Point-per-instance localization data
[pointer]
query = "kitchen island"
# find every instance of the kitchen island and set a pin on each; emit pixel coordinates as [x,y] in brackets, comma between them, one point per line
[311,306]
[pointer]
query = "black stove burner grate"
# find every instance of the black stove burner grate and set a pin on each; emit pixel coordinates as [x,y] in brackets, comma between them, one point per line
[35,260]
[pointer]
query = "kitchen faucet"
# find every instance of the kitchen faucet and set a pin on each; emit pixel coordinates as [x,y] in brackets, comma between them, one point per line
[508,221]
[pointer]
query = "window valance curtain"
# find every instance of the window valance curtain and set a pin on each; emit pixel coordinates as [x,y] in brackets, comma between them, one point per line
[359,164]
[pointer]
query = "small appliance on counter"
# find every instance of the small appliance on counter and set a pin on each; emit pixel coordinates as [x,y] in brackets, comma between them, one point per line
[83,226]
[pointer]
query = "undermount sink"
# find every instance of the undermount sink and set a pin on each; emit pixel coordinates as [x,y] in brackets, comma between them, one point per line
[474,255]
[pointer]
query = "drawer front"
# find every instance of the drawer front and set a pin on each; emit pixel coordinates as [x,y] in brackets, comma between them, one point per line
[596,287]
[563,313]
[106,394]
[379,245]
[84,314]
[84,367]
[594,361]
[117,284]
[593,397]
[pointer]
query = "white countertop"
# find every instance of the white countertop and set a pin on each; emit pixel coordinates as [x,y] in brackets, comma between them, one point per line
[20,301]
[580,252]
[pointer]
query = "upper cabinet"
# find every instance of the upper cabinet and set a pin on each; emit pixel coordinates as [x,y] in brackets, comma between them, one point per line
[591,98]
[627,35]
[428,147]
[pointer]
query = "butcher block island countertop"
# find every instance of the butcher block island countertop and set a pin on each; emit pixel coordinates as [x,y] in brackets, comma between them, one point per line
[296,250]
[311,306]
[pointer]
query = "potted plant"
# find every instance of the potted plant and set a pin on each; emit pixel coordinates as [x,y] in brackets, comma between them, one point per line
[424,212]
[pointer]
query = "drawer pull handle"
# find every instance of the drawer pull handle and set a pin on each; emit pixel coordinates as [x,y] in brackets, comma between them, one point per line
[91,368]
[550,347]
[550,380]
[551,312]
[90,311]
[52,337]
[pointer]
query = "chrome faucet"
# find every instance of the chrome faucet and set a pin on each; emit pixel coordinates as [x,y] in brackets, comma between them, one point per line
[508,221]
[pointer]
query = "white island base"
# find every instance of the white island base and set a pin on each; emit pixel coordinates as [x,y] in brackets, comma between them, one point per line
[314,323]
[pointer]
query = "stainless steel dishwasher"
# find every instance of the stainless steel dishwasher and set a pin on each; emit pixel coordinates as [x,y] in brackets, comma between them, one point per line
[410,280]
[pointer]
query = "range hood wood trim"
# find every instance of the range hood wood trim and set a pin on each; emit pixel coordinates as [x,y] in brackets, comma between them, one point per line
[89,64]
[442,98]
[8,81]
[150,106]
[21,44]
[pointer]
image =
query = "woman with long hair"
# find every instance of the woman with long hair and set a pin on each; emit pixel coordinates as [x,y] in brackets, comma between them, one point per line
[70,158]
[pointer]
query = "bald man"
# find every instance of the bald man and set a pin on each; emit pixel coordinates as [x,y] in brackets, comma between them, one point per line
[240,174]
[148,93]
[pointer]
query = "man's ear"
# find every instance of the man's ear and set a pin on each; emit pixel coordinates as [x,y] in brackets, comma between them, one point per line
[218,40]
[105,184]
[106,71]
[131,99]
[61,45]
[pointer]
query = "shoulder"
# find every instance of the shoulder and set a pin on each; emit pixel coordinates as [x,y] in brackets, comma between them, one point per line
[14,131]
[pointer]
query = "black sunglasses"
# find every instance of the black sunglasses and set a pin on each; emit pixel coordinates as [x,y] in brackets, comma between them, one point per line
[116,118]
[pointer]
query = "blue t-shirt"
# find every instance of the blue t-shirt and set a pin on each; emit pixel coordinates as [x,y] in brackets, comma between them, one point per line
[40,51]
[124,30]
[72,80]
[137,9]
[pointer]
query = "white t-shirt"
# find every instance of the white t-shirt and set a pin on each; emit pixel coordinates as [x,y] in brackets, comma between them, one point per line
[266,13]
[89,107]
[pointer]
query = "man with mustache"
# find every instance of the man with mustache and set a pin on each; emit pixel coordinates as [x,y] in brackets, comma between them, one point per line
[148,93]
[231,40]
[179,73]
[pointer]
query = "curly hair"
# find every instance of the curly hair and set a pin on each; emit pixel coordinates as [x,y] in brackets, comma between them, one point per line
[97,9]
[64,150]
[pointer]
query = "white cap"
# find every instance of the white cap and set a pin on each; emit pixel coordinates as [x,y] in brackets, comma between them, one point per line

Assigned task:
Every entry, from top to bottom, should be repeated word for word.

Response:
[pointer]
query = "kitchen island"
# find every instance of the kitchen island and set a pin on each; emit pixel coordinates as [x,y] in brackets, comma between them, one point per line
[311,306]
[pointer]
query = "black stove burner grate"
# find every instance of the black stove burner grate and set a pin on each; emit pixel coordinates as [x,y] in brackets, comma between them, one point per line
[35,260]
[pointer]
query = "kitchen faucet"
# find every instance of the kitchen faucet and set a pin on each; emit pixel coordinates as [x,y] in brackets, comma between them, one point per line
[508,221]
[pointer]
query = "window valance curtain"
# find every instance of the window valance curtain and set a pin on each; emit pixel coordinates as [x,y] in brackets, comma between them, one point per line
[359,164]
[pointer]
query = "small appliance on counter"
# find every instance of the small appliance on counter and set a pin on each; emit pixel coordinates as [x,y] in brackets, comma between them, one point per line
[83,226]
[pointer]
query = "undermount sink"
# find every instance of the undermount sink and set a pin on each; emit pixel coordinates as [x,y] in brackets, comma between them, one point per line
[474,255]
[pointer]
query = "drawer front"
# find every instance of the drawer front and set a pin on each; emit pixel coordinates as [x,y] in brackets, comma between them, one point per line
[596,287]
[563,313]
[106,394]
[379,245]
[84,314]
[84,367]
[594,361]
[117,284]
[593,397]
[pointer]
query = "white countertop"
# find every instance of the white countertop and set a pin on each; emit pixel coordinates as [x,y] in brackets, comma between them, one point per line
[20,301]
[580,252]
[pointer]
query = "upper cabinet"
# find every instance of the upper cabinet and set a pin on each; emit pixel coordinates as [x,y] in brackets, comma between them, one point per line
[591,98]
[627,35]
[428,147]
[pointer]
query = "butcher block island countertop"
# find every instance of the butcher block island countertop and set a pin on each; emit pixel coordinates as [x,y] in brackets, comma between them, one point per line
[296,250]
[311,306]
[pointer]
query = "potted plant"
# find every instance of the potted plant and set a pin on each; emit pixel coordinates as [x,y] in brackets, comma between them, one point per line
[424,212]
[pointer]
query = "drawer pull handle"
# find every instance of the drawer pull handle and set a pin on each; emit pixel coordinates as [x,y] in brackets, comma between them, one point per line
[91,368]
[550,347]
[550,380]
[551,312]
[90,311]
[52,337]
[pointer]
query = "chrome faucet"
# find every instance of the chrome faucet and set a pin on each; emit pixel coordinates as [x,y] in brackets, comma between them, one point per line
[508,221]
[pointer]
query = "white island base"
# find every instance of the white island base and set a pin on each; emit pixel coordinates as [x,y] in brackets, comma between them, one point per line
[314,323]
[pointer]
query = "stainless steel dishwasher"
# find every instance of the stainless steel dishwasher and set a pin on each; emit pixel coordinates as [x,y] in brackets, comma between them, one point per line
[410,280]
[pointer]
query = "range hood wood trim"
# find every instance of the range hood wood trim and set a pin on each; emit pixel coordinates as [x,y] in brackets, comma between them, one point per line
[89,64]
[442,98]
[8,81]
[150,106]
[21,44]
[pointer]
image =
query = "woman with long hair"
# find every instance of the woman with long hair and set a pin on each; emit pixel coordinates as [x,y] in brackets, comma between them, one point per line
[70,158]
[pointer]
query = "bald man"
# find every instance of the bald man and set a pin on each; emit pixel coordinates as [x,y] in brackets, comma between them, one point per line
[240,174]
[148,93]
[pointer]
query = "man's ear"
# find every instance of the man's ear and set a pin on each; emit pixel coordinates as [x,y] in brackets, comma between them, one point per line
[218,40]
[105,184]
[106,71]
[131,99]
[61,45]
[pointer]
query = "shoulder"
# find every instance of the shoulder and set a pin on each; emit pixel coordinates as [x,y] in brackets, comma between them, one point per line
[14,131]
[pointer]
query = "black sunglasses"
# find every instance of the black sunglasses and set a pin on each; emit pixel coordinates as [x,y] in brackets, comma between them, one point per line
[116,118]
[pointer]
query = "blue t-shirt"
# find every instance of the blue t-shirt and set a pin on each; emit pixel coordinates as [x,y] in brackets, comma between them, one point per line
[40,51]
[124,30]
[72,80]
[137,9]
[pointer]
query = "white t-shirt"
# find every instance of the white t-shirt and set a pin on each; emit pixel coordinates as [x,y] in brackets, comma between them, one point per line
[266,13]
[89,107]
[pointer]
query = "man with mustache"
# find every instance of the man with mustache and set a pin on each; emit pixel coordinates as [x,y] in brackets, comma between them, one point per line
[148,93]
[231,40]
[179,73]
[pointer]
query = "curly hair"
# find every instance of the curly hair and set a pin on each; emit pixel coordinates as [x,y] in brackets, comma between them, one point per line
[97,9]
[64,150]
[pointer]
query = "white cap"
# find every instance of the white cap and set a pin on each; emit pixel coordinates as [x,y] in brackets, comma between them, one point per line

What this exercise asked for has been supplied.